Page extract
Implementing Contemplative Prayer at Dahlonega UMC
I chose a very specific methodology of beginning with the Staff and then the congregation to implement contemplative prayer practices into our church. Contemplative prayer is unique prayer because it is silent, still prayer which focuses on God and God’s word in order to bring the participant into the presence of God in an intimate way.  Some theologians differentiate between meditative prayer (silent prayer guided by scripture) and contemplation (silent prayer focused on God), but throughout Christian history the practice of prayer focused on God and God’s word has been a synchronous practice.3  Biblical instruction and historical practices of contemplative prayer involve both meditative prayer over scripture (Psalm 1:2) and intimate prayer with God in the “inner room” which Jesus’ advocated (Matthew 6:6).  The two primary methods I used to help introduce contemplative prayer into the Church were moments of silent prayer and a form of meditating on Scripture called Lectio Divina. Lectio Divina is a form of hearing and praying over the Bible readings in order to hear God speak directly to the hearer’s situation.4  It involves listening to a passage of Scripture read multiple times and allowing God to speak to the hearer’s present moment through the spiritual revelation of a word or phrase within the passage.5 The theology of Lectio Divina is that the many words of the Bible ultimately help us to hear the Word who is God (John 1:1).6

I felt it was wise to begin with the staff as they are the ministers to the rest of the church. I ask each one to pray silently over Scripture or focusing on God during the week in the Sanctuary and afterwards to integrate similar contemplative prayer practices into their various ministries. We added a contemplative prayer moment of 5 minutes of silence into the Sunday morning worship services, began a Wednesday morning prayer service which centered around hearing scripture read followed by 20 minutes of silent prayer, added 30 minute silent prayer time before our college ministry meetings, added silent prayer or Lectio Divina into numerous adult classes and took several group silent prayer retreats to the Monastery of the Holy Spirit.  This integrated program created multiple contemplative opportunities for participants to encounter God in prayer or prayerfully hearing Scripture.  This student began to pray contemplatively prior to worship:

After one year, I interviewed several persons who participated in each of the programs that we started in the Church. The Staff members shared about personal time of prayer that had become dear to them. Members of the congregation shared about the contemplative moment in the worship service. The regular attenders to the Wednesday morning prayer service shared how it had become a fundamental part of their devotional life and allowed them to both unburden themselves before God in the silence and hear God’s leading in their lives. Participants in the Bible studies shared how hearing Scripture read in Lectio Divina had opened up new understandings of passages to them. Several of the college students and youths shared that they experienced God in much more personal and intimate ways through contemplative prayer; this had opened them up to hearing God for the first time. Two of those persons who participated in the multi-day silent prayer retreats shared of receiving spiritual knowledge of being a child of God that came only through prayer.

Directions
1. Summarize the contemplative prayer account in two sentences.
2. From the contemplative prayer account, list each practice the church added or began, as named in the sentence starting "We added a contemplative prayer moment."
3. Answer these questions from the contemplative prayer account.
(a) Which Bible verse is cited for prayer in the "inner room"?
(b) How long after starting the programs did the author interview participants?
(c) What did the two participants in the multi-day silent prayer retreats say they received?
The lines that come next are not needed.

The data

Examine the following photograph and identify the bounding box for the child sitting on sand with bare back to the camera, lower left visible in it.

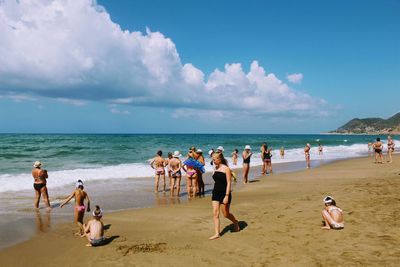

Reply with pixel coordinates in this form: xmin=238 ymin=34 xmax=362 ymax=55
xmin=84 ymin=206 xmax=106 ymax=247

Solutions by task
1. The author introduced contemplative prayer at Dahlonega UMC by beginning with the staff and then the congregation, mainly through moments of silent prayer and the Scripture-meditation practice called Lectio Divina. After one year, interviews with participants in each program showed that staff, worshipers, prayer service attenders, Bible study members, students, and retreat participants had found personal and meaningful ways to encounter God through these practices.

2.
- A contemplative prayer moment of 5 minutes of silence in the Sunday morning worship services
- A Wednesday morning prayer service centered on hearing Scripture read, followed by 20 minutes of silent prayer
- 30 minutes of silent prayer time before the college ministry meetings
- Silent prayer or Lectio Divina in numerous adult classes
- Several group silent prayer retreats to the Monastery of the Holy Spirit

3.
(a) Matthew 6:6
(b) After one year
(c) Spiritual knowledge of being a child of God, which came only through prayer